◆ Consegna 1
Riporta esattamente il passo del testo sui prigionieri politici di Atenco che va da "Chiudi gli occhi." fino a "politici d'Atenco. Mai." compreso.
◆ Consegna 2
Indica quante righe dei record contengono la stringa "strings". Scrivi soltanto il numero.

◆ Testo del documento
▼

27.000 ORE DI SOLIDARIETA'

Chiedo al lettore un piccolo sforzo: fare mente locale al maggio 2006. 

Chiudi gli occhi. 

Focalizzi? Adesso lascia scorrere nella tua mente i ricordi, falli fluire
fino ad oggi. Quanti avvenimenti. Magari hai cambiato casa, lavoro (chissà
quante volte), partner o perso e ritrovato qualche amico. Io, per esempio,
ho cambiato latitudini. Quante iniziative, riunioni, manifestazioni.

Bene.

Nello medesimo lungo arco di tempo, un tenace gruppo di attivisti/e non si
è mai schiodato da sotto un carcere nella zona extra-urbana di Città del
Messico, per reclamare la libertà dei prigionieri politici d'Atenco. Mai.

Mi rendo conto che mentre la mia vita scorre in ampi spazi, come quella di
quasi tutt*, l'esistenza di quest* compagn* è rimasta coscientemente
concentrata nei pochi metri quadrati di un parcheggio, all'ombra di un
penitenziario. Ininterrotamente.

▲

◆ Record dell'esercizio
▼

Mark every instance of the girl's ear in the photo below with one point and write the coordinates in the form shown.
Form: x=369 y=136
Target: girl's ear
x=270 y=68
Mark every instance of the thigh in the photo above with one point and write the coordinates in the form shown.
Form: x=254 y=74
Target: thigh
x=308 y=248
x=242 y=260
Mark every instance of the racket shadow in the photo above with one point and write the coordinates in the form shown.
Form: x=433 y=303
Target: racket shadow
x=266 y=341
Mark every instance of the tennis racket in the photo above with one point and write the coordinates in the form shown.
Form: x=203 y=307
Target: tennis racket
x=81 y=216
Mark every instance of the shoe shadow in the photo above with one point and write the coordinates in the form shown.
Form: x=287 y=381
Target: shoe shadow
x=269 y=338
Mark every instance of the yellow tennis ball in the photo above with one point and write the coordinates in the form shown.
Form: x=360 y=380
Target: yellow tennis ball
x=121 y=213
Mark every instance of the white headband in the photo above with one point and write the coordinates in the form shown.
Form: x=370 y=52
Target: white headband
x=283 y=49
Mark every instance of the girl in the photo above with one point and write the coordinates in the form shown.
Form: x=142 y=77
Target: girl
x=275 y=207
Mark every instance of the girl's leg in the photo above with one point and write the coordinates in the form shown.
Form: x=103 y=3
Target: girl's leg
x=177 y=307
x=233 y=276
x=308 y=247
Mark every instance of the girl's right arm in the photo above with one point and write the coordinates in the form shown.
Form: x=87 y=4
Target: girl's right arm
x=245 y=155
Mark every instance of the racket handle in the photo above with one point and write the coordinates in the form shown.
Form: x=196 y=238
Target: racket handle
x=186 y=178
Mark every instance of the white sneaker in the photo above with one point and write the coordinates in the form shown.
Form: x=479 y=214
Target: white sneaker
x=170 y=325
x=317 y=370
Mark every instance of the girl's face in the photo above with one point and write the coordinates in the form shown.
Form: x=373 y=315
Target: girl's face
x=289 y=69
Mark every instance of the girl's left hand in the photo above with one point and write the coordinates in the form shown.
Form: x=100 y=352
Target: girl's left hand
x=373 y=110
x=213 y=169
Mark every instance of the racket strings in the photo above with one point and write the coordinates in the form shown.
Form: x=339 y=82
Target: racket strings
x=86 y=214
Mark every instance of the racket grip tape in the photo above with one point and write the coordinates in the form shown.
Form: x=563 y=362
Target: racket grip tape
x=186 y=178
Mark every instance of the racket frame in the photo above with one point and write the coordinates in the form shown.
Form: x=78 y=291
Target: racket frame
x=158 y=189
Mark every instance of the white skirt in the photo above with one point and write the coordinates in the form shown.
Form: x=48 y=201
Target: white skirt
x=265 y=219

▲

◆ Risposta completa 1
Chiudi gli occhi. 

Focalizzi? Adesso lascia scorrere nella tua mente i ricordi, falli fluire
fino ad oggi. Quanti avvenimenti. Magari hai cambiato casa, lavoro (chissà
quante volte), partner o perso e ritrovato qualche amico. Io, per esempio,
ho cambiato latitudini. Quante iniziative, riunioni, manifestazioni.

Bene.

Nello medesimo lungo arco di tempo, un tenace gruppo di attivisti/e non si
è mai schiodato da sotto un carcere nella zona extra-urbana di Città del
Messico, per reclamare la libertà dei prigionieri politici d'Atenco. Mai.

◆ Risposta completa 2
2